(Stored items)

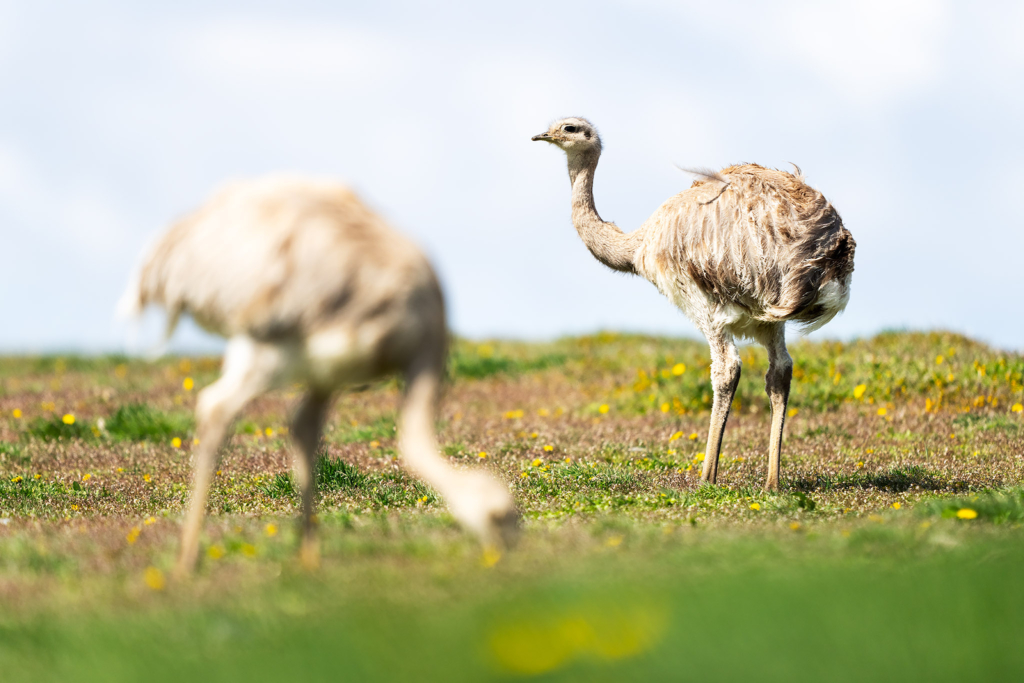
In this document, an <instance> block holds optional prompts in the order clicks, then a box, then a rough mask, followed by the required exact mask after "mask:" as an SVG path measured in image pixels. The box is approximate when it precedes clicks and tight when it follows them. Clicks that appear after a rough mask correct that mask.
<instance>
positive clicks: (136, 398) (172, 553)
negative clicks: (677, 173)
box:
...
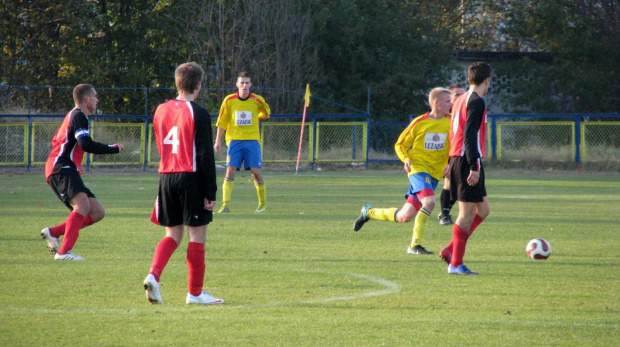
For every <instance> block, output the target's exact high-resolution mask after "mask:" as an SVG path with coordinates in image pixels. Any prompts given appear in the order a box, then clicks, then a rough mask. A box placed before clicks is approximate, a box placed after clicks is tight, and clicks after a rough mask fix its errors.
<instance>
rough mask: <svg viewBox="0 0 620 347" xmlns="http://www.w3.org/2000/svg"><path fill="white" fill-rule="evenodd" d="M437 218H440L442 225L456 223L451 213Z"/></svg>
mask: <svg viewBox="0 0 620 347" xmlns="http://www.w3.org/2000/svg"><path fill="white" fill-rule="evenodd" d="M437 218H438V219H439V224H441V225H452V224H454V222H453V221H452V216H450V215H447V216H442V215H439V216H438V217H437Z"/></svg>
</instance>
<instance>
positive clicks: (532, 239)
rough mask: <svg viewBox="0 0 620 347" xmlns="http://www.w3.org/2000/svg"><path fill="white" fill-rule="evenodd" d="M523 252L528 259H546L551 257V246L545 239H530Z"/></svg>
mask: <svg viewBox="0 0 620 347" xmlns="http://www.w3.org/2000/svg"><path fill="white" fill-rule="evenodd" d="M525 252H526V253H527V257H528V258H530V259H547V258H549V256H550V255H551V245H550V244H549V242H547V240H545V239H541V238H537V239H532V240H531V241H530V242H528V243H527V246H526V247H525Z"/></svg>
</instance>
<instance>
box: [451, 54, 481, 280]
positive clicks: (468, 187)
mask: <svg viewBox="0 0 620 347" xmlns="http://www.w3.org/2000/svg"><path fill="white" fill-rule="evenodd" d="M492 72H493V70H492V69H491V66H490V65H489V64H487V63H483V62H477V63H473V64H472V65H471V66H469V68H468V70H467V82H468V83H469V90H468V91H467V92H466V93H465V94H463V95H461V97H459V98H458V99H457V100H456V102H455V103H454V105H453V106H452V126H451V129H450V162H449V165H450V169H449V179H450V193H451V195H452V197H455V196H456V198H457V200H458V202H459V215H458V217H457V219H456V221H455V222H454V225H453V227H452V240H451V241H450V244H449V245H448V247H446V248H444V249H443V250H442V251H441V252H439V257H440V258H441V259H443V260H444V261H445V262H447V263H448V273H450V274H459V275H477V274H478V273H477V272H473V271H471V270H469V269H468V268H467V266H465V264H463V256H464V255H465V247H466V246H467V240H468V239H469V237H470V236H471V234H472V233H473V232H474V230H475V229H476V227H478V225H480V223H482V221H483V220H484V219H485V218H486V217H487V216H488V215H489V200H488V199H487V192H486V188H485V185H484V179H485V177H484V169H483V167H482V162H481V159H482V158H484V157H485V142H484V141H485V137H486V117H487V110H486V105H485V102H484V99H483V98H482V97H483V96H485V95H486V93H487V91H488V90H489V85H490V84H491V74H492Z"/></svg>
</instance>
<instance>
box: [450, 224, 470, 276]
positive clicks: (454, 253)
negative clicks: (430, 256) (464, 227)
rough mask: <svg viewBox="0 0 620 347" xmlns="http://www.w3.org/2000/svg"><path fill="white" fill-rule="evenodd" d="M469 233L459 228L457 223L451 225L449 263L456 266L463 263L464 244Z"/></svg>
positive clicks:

ACTION ITEM
Find every line above that contains the string "negative", matching case exactly, and copy each of those lines.

FINISHED TASK
negative clicks: (677, 173)
negative clicks: (430, 256) (464, 227)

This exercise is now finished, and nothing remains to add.